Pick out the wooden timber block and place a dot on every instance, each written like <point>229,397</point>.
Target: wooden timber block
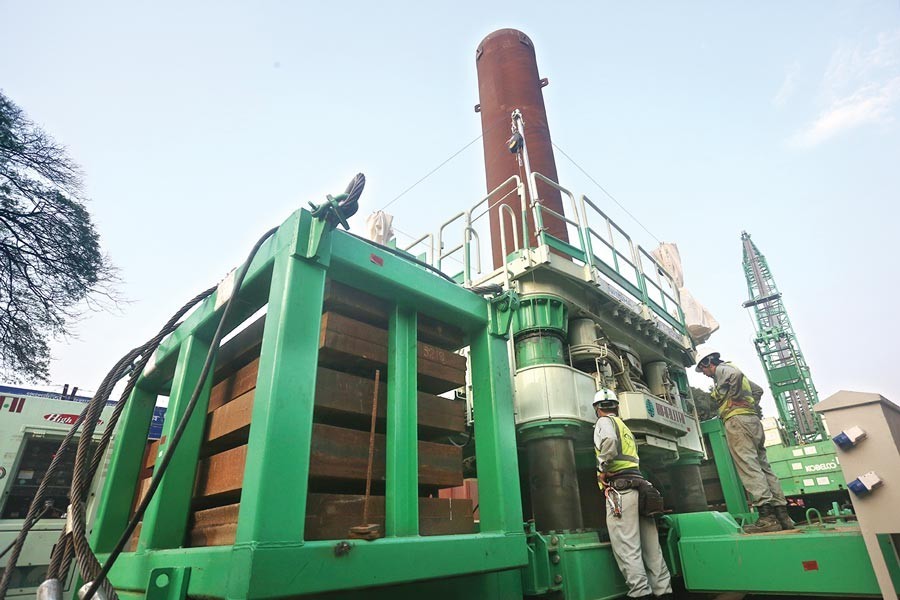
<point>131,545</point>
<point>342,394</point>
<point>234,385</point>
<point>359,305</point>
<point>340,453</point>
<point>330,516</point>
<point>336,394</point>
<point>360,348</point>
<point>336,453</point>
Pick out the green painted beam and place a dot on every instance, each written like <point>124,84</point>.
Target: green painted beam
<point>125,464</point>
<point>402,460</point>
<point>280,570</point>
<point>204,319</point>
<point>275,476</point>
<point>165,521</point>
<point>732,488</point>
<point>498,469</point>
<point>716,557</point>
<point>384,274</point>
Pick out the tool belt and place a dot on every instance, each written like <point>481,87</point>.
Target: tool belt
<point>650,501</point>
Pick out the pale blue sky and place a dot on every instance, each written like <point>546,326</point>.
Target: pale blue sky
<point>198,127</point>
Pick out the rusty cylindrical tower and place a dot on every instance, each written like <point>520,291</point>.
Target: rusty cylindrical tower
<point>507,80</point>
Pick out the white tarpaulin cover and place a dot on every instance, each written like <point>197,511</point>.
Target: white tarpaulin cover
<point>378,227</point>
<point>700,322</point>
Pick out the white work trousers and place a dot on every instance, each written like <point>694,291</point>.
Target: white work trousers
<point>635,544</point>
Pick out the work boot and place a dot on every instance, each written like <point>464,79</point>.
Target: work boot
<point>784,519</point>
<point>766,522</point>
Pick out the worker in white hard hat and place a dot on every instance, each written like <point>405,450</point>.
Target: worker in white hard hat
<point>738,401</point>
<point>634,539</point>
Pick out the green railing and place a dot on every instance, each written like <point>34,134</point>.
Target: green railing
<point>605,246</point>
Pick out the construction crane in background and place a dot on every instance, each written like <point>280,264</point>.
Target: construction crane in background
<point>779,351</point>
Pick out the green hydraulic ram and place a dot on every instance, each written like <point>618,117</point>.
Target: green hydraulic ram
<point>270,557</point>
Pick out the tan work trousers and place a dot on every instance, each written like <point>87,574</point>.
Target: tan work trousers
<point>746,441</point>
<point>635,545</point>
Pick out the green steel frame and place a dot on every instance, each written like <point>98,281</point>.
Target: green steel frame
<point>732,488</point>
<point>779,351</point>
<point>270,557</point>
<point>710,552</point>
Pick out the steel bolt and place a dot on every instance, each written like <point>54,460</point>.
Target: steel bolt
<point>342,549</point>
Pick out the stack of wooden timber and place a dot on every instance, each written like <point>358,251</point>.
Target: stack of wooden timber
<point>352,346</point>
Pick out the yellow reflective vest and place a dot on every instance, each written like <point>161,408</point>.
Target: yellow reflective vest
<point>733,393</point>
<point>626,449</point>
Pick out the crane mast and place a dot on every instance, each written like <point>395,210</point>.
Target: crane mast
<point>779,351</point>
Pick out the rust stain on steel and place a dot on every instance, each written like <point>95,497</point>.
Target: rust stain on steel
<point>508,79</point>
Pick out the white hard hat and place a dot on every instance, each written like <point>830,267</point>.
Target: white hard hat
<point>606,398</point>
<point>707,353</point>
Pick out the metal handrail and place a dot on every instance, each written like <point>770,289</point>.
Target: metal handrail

> [GOAL OF THE EXERCISE]:
Copy out all of the data word for word. Do not carry over any picture.

> [RESULT FOR THIS EXERCISE]:
Pick out the wooden timber block and place a dot on every instance, each written like <point>229,397</point>.
Target: wooden timber block
<point>131,545</point>
<point>342,394</point>
<point>234,385</point>
<point>359,305</point>
<point>340,453</point>
<point>330,516</point>
<point>336,394</point>
<point>360,348</point>
<point>336,453</point>
Pick out the green painted beam and place a dot on every instance, each written like <point>124,84</point>.
Target: green painted beam
<point>125,464</point>
<point>402,460</point>
<point>280,570</point>
<point>204,319</point>
<point>275,476</point>
<point>165,521</point>
<point>732,488</point>
<point>498,469</point>
<point>716,557</point>
<point>384,274</point>
Pick out the tool belt and place a dot on every instance, each written like <point>481,87</point>.
Target: tool belt
<point>650,501</point>
Pick out the pale blue sky and place a dot on every instance, each written like <point>546,326</point>.
Target: pale blue sky
<point>198,127</point>
Pick out the rusty cylindrical tower and place a dot on every instance, each written like <point>520,291</point>.
Target: rusty cylindrical tower
<point>507,80</point>
Pick out the white tarpaulin cover and place a dot on every instance, each written like <point>197,511</point>.
Target: white tarpaulin cover
<point>378,227</point>
<point>700,322</point>
Pick out the white work trousers and place a dot on every instance, each written like <point>694,291</point>.
Target: white work trousers
<point>635,544</point>
Pick out the work boot and place a dot on every instance, each written like <point>464,79</point>.
Target: work boot
<point>784,519</point>
<point>766,522</point>
Pick out the worker in white hard hat and place a dot on every instance, each written like <point>405,450</point>.
Target: worker in white hard hat
<point>738,401</point>
<point>634,539</point>
Pick out the green railing and place a dot on every instance, each written like <point>34,134</point>.
Target: green railing
<point>605,246</point>
Pick out the construction crane in background and place a dot on every instance, each written like <point>280,264</point>.
Target: construction crane in background
<point>779,351</point>
Pick out the green hydraulic ram and place a dot on every instance, each written like <point>618,117</point>.
Target: green hydraulic ram
<point>270,557</point>
Pick out the tan work trousers and place a dot on every instance, each written like <point>87,574</point>.
Target: tan work trousers
<point>746,441</point>
<point>635,545</point>
Pick out the green steel frame and place a dot on every instance, each written like <point>98,281</point>.
Target: green steel frame
<point>732,488</point>
<point>779,351</point>
<point>270,557</point>
<point>710,552</point>
Pick out the steel bolt and place a dot on every instance, each written like <point>54,460</point>.
Target: steel bolt
<point>342,549</point>
Pick out the stack of wooden timber and place a dot on every instance, each written like <point>358,251</point>.
Target: stack of wooden timber
<point>352,346</point>
Pick out the yellow reflective vest and place a dot on every instance, each written like <point>161,408</point>.
Target: yellow reflective vest
<point>733,393</point>
<point>626,449</point>
Pick out the crane mast and place a dot on every instance, each written like <point>395,210</point>.
Target: crane mast
<point>779,351</point>
Pick out the rust stain on steel and place a dot on every instance, each written like <point>95,497</point>.
Target: rust stain on steel
<point>508,79</point>
Pick out the white hard hat and place a dot on every instance, each written like <point>830,267</point>.
Target: white hard hat
<point>606,398</point>
<point>707,353</point>
Pick out the metal handrail and place a dot on every instance, each written like <point>770,289</point>.
Target: metal handrail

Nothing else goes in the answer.